**READING TEXT:**
"""

Nice! - All our Drive-In's closed in the '70's. Well - Around Ottawa anyways - Steve


----------



## Reckers

Steve, I'm not surprised. With the coming of Beta, VHS, movies on television and DVD's, theaters of any type were hard-pressed to stay profitable. In many cases, the edge-f-town locations where they were built became valuable business or residential properties as the cities grew and engulfed them. I suspect the further south you go, the more drive-in theaters remain in operation. They have a longer season and generally speaking, lower labor operating costs. Bubba will work the projector for a six-pack and a family-sized bag of pork rinds!


----------



## Steve441

That's what happened here Man - The real estate value went up and tons of land was developed into Condo Townhouses! I live in one of those close to where a Drive-In theater was! - Cheers - Steve


----------



## tjcruiser

Reckers said:


> By the way, those drive-ins? We used to have lots of them around Louisville. When I was a kid, there was a flat price for a carload to get in. I have 9 brothers and sisters, so when the eldest sister got her license, we were set for the summer.


Classic! In one of those old station wagons with the rear flip-up seat, I bet!

We have 2 or 3 long-closed drive-ins here in RI. Ironically, the property is sitting in disarray ... no other commercial or real estate development over the years, as far as I know.

As I said above, I've never been to one, but I would sure like to experience the fun with my kids someday, if the opportunity were around.

Nostalgia that never was, in my book ...

TJ


----------



## Xnats

Looking good Reck :thumbsup: What do you mean get back to the S Scale stuff :laugh: Everyone should have to model N Scale for one month. This way when something does not fit because there is not enough room or it is just too small to handle. Everyone will be an expert in their Scale and know exactly how to handle them little things  :laugh: 

I don't think we have one around me. The one in Wall has a office building on it, which went up in the 90's  We do still have a curb serve  http://www.flickr.com/photos/[email protected]/4345935842/


----------



## Big Ed

tjcruiser said:


> Reck,
> 
> The marquee looks great!
> 
> I'm jealous, of course ... I've never been to a real drive in ... never ...
> 
> TJ





tjcruiser said:


> Classic! In one of those old station wagons with the rear flip-up seat, I bet!
> 
> We have 2 or 3 long-closed drive-ins here in RI. Ironically, the property is sitting in disarray ... no other commercial or real estate development over the years, as far as I know.
> 
> As I said above, I've never been to one, but I would sure like to experience the fun with my kids someday, if the opportunity were around.
> 
> Nostalgia that never was, in my book ...
> 
> TJ


You guy's didn't learn anything from my Jersey thread.

THE FIRST DRIVE-IN THEATER IN AMERICA, WAS IN NEW JERSEY.:thumbsup:
http://inventors.about.com/library/weekly/aa980121.htm

TJ YOU CAN BUILD ONE NOW, DID YOU WIN THE LOTTERY? 336 million!:thumbsup:
WINNING TICKET WAS SOLD AT YOUR STOP AND SHOP. NEWPORT,RI.

Whoops caps on.....When I was a young whippersnapper I had no less then 10 drive-ins in a 30 mile radius.

Many fond memories!:thumbsup:

LEN...why are you building them, I thought it was her suitcase project?

"""

**SOURCE DATA:**
"""

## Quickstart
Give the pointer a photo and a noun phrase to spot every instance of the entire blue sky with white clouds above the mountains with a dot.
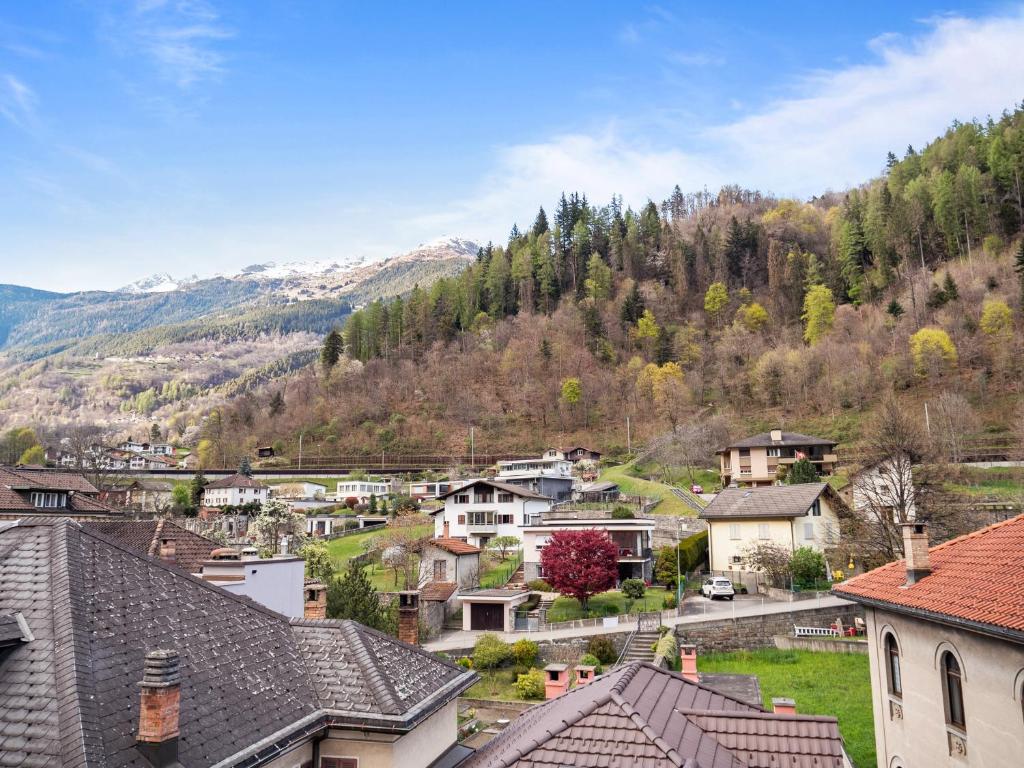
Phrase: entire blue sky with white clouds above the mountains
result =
(202, 137)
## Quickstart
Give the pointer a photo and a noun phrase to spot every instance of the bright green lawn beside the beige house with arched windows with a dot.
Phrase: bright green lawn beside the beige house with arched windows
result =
(837, 685)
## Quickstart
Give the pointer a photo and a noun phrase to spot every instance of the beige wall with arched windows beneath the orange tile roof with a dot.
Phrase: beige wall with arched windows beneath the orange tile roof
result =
(912, 732)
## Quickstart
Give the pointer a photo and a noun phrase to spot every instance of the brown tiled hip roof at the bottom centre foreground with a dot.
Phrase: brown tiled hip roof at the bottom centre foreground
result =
(642, 715)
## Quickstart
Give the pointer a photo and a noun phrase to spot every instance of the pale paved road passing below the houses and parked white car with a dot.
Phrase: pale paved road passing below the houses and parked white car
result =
(696, 611)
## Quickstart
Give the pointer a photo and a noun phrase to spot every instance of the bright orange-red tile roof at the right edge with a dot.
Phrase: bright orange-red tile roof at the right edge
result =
(977, 579)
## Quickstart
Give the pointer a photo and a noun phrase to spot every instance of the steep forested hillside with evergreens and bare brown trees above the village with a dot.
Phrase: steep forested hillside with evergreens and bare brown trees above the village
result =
(760, 310)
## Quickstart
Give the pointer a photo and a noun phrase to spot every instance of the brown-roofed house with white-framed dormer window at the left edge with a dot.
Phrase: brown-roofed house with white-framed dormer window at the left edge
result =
(31, 493)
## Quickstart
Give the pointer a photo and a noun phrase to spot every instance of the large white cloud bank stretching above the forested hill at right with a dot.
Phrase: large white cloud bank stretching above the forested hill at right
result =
(833, 133)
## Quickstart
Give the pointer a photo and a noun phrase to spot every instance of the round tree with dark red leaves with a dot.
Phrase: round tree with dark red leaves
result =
(580, 564)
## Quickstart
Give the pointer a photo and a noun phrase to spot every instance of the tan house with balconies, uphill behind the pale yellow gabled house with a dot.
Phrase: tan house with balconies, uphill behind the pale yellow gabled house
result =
(756, 460)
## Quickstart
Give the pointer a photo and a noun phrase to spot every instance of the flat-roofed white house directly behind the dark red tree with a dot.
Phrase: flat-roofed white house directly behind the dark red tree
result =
(632, 537)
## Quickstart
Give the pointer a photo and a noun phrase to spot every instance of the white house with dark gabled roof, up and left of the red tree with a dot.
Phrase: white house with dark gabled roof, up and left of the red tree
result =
(484, 509)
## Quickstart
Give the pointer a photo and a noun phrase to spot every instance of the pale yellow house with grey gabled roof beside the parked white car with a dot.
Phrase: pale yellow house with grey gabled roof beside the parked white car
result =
(791, 517)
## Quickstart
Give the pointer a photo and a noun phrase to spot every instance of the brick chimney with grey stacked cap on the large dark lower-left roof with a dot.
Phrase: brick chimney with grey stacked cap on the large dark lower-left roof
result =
(159, 709)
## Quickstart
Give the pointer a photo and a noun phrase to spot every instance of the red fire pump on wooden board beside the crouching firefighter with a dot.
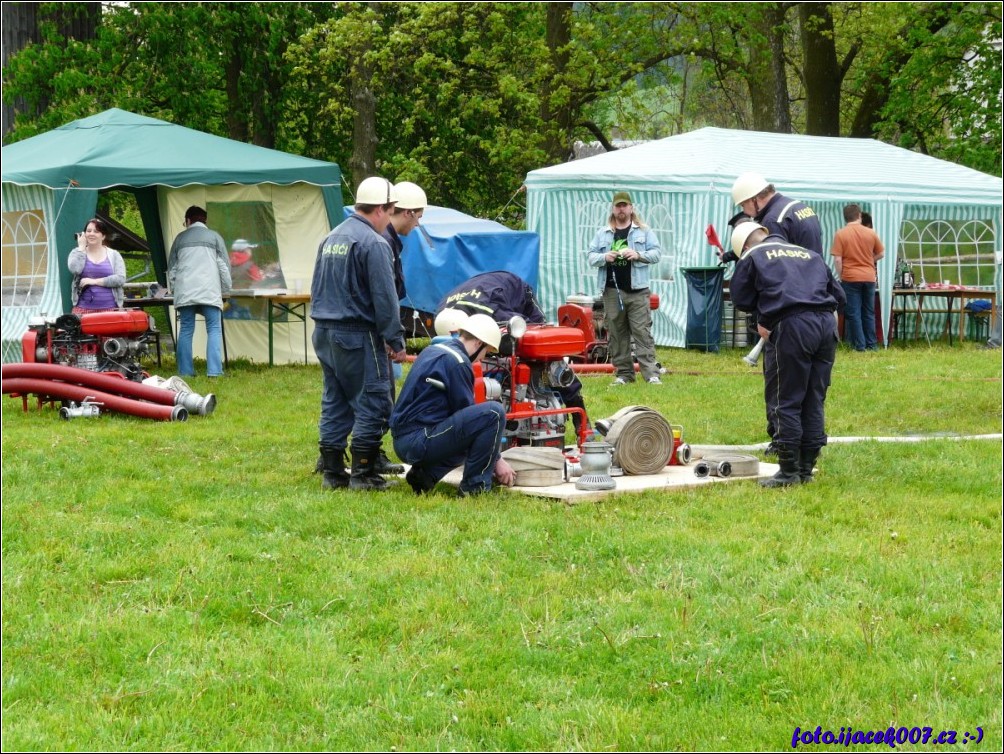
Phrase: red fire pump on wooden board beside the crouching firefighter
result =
(526, 377)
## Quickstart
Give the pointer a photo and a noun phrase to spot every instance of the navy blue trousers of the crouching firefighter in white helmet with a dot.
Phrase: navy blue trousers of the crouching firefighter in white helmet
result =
(471, 438)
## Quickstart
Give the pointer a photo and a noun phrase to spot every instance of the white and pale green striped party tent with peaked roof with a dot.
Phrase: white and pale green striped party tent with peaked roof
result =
(682, 184)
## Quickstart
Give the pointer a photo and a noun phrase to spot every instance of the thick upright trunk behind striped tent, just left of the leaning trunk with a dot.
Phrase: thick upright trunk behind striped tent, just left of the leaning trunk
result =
(822, 71)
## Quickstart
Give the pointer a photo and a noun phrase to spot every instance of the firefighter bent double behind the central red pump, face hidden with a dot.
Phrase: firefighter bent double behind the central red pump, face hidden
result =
(504, 296)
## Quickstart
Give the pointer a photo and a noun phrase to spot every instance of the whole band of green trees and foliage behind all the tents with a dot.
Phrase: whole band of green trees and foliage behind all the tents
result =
(467, 98)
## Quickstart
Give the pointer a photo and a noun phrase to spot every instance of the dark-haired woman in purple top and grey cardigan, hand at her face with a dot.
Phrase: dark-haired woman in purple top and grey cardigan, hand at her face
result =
(99, 273)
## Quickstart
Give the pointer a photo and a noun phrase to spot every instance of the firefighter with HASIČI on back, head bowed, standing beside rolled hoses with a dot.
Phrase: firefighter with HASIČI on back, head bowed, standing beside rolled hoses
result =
(795, 297)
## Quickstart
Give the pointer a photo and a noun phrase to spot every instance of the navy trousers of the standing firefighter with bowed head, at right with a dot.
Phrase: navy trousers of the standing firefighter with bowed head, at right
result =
(799, 362)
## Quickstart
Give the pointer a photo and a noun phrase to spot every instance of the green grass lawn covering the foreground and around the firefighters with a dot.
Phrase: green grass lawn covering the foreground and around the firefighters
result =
(190, 587)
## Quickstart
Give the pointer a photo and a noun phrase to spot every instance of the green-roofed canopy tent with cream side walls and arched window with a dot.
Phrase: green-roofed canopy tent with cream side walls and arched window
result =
(284, 203)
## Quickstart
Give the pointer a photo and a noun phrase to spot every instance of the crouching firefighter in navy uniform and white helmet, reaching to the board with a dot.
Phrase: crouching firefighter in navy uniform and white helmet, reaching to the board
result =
(436, 424)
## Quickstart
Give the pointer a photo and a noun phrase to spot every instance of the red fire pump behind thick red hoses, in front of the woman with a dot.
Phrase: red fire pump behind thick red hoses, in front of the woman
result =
(98, 342)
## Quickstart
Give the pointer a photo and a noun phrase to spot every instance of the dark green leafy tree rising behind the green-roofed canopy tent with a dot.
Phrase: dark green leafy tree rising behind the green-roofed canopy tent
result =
(219, 68)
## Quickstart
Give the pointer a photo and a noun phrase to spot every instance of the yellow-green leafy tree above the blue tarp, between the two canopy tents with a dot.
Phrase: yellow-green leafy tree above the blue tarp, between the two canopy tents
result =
(452, 108)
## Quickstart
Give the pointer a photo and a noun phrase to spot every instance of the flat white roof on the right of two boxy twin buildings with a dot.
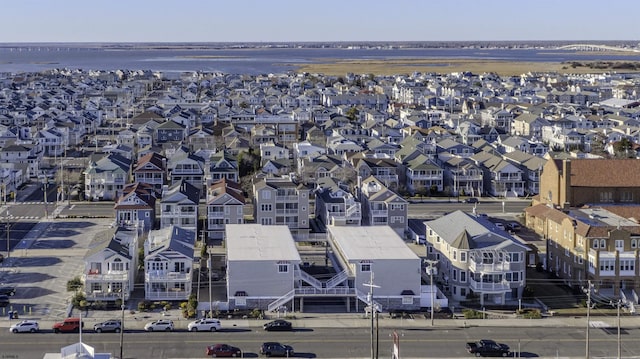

"""

**WHAT YOU WILL DO:**
1. In the drive-in theater thread, how many brothers and sisters does Reckers say he has?
2. Please extend the drive-in theater thread with a new reply that follows its last post.

**ANSWERS TO EACH TASK:**
1. Nine.

2.
Don't forget to fabricate all the speakers on posts for the drive-in.


----------



## Reckers

That may be true Ed, but the newest one is going up (in a suitcase) in KY! We went out this morning and found some gravel---it was time to lay sod and rocks for the drive-in theater and the drive-in restaurant. We stripped everything off, masked the road and the tracks andthe area that will be under the rotating record:










We sprayed the open areas with a spray adhesive, laying in the gravel first. Then we followed with the grass. I used an old spice bottle with a shaker head to carefully shake the grass in. Once the large areas were done, Steppy hand-painted diluted white glue (water and glue) and I followed with the grass-shaker:



















Last step in this sequence was hand-dribbling in the driveways, and that took both of us. I hspray eld a cleaver for a straight-edge while she trickled in the gravel. Applying a top coat of adhesive wasn't satisfactory: if left a whitish glaze we didn't like. We topped that with more grass to make it green, again. Tomorrow, we go to Wallyworld for an eye-dropper and a spray bottle. We'll use the eye-dropper to dribble diluted glue onto the driveway and the spray bottle to spray diluted white glue over the grass and gravel areas to secure the surfaces.


----------



## tjcruiser

I think the grass looks great. Due for a mow, I think, but with a good sense of realism.

When I fiddled with my HO layout a while back, I had problems with the water/glue mix clogging in the nozzle of the spray bottle (a Home Depot version). I'd be curious of your findings / tips here.

Nice progress!

TJ


----------



## Reckers

Thank you, Teej. We wanted to avoid the flat-as-a-board appearance on either the grass or gravel: too perfect tends to work against the eye accepting it as real, so the grass is shaggy, clumped and uneven by choice. We also went thinner at the edges and more detailed toward the center to draw the eye into the center and away from the walls of the suitcase. I'll let you know how the glue-spritzing works, but I think the key to it is a thin enough mixture and shaking it often to keep an homogenous density. That white glue tends to settle quickly, leaving you a thick clot at the bottom and white water at the top.


----------



## tjcruiser

You know the old-tip to add a couple of drops of liquid dish detergent or iso alcohol to the mix (to break the surface tension), right?


----------



## Xnats

You need to add a little dishsoap to the water and let is fully dissolve then mix with the glue. I have a batch 3 weeks old in a reused oxi-clean spray bottle, still squirts nicely even after sitting a week without use.
I had back luck with adding alcohol to the glue mix, it causes the glue to gum up, I don't know why


----------



## JohnAP

Great progress Reckers! We still have a nice drive in back home. Two screens with the radio broadcast signal....they still have a few old time hang in the window speakers I believe. Me and my better half go at least once in the summer. They have a nice diner there, live entertainment, car shows and stuff like that during the summer.


----------



## New Berlin RR

cool, looking good so far, cant wait to see the suit case train case....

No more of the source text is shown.